Begin Dataset

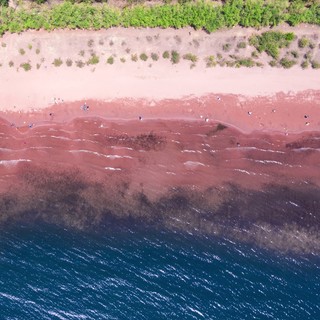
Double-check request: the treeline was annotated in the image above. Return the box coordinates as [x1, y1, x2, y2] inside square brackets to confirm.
[0, 0, 320, 34]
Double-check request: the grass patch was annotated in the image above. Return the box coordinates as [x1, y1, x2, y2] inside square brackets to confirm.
[249, 31, 295, 59]
[171, 50, 180, 64]
[222, 43, 231, 52]
[66, 59, 72, 67]
[269, 59, 278, 67]
[52, 58, 63, 67]
[162, 51, 170, 59]
[107, 56, 114, 64]
[251, 51, 259, 59]
[309, 42, 316, 49]
[140, 53, 148, 61]
[131, 54, 138, 62]
[235, 58, 256, 68]
[182, 53, 198, 63]
[151, 52, 159, 61]
[304, 51, 312, 60]
[280, 58, 296, 69]
[205, 56, 217, 68]
[88, 39, 94, 48]
[311, 60, 320, 69]
[76, 60, 85, 68]
[173, 35, 182, 44]
[237, 41, 247, 49]
[298, 37, 309, 48]
[87, 54, 100, 65]
[20, 62, 31, 71]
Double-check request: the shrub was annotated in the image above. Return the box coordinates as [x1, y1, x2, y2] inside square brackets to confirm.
[131, 54, 138, 62]
[76, 60, 85, 68]
[0, 0, 319, 37]
[107, 56, 114, 64]
[20, 62, 31, 71]
[251, 51, 259, 59]
[237, 41, 247, 49]
[140, 53, 148, 61]
[311, 60, 320, 69]
[298, 37, 309, 48]
[304, 51, 312, 60]
[309, 42, 316, 49]
[182, 53, 198, 63]
[171, 50, 180, 64]
[88, 39, 94, 48]
[87, 54, 100, 65]
[280, 58, 296, 69]
[249, 31, 295, 59]
[235, 58, 255, 68]
[205, 56, 217, 68]
[52, 58, 63, 67]
[162, 51, 170, 59]
[151, 53, 159, 61]
[269, 59, 278, 67]
[222, 43, 231, 51]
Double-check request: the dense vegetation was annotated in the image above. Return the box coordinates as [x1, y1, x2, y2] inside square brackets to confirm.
[0, 0, 320, 34]
[249, 31, 295, 59]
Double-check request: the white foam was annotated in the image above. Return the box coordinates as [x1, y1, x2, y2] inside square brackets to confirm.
[104, 167, 122, 171]
[184, 161, 205, 167]
[0, 159, 31, 166]
[234, 169, 256, 176]
[181, 150, 202, 153]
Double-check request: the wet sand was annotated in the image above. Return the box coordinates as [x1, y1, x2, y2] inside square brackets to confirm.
[0, 92, 320, 252]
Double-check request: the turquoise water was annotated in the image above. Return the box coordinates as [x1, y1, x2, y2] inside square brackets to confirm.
[0, 225, 320, 319]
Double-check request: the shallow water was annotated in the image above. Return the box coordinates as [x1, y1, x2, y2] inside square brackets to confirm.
[0, 224, 320, 319]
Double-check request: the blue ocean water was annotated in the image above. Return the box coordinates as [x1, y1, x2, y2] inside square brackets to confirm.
[0, 225, 320, 319]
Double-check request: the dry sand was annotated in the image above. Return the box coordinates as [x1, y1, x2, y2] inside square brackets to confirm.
[0, 28, 320, 252]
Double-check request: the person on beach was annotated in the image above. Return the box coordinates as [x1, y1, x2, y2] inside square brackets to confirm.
[80, 102, 89, 111]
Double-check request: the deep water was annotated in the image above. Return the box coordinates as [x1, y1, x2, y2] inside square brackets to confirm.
[0, 224, 320, 319]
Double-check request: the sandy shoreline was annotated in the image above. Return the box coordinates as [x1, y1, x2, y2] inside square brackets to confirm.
[0, 90, 320, 135]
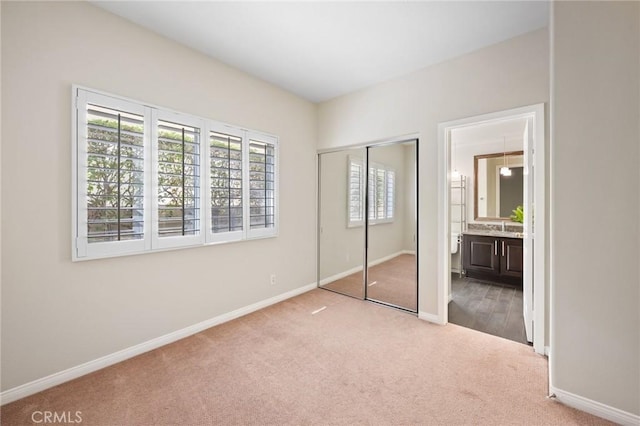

End Dataset

In the material above, copy out everything from the line containing "Double-check request: the white" down to the line containing "[0, 92, 320, 252]", both of those lines included, and nothing else.

» Solution below:
Double-check request: the white foam was annotated in the image above. Return the box coordinates as [x1, y1, x2, y2] inside square brackets to confirm.
[104, 167, 122, 171]
[184, 161, 205, 167]
[0, 159, 31, 166]
[234, 169, 256, 176]
[181, 150, 202, 153]
Double-check request: the wet sand was annotated in the image above. Return the box coordinates as [x1, y1, x2, y2] inside square brackets to confirm.
[0, 92, 320, 252]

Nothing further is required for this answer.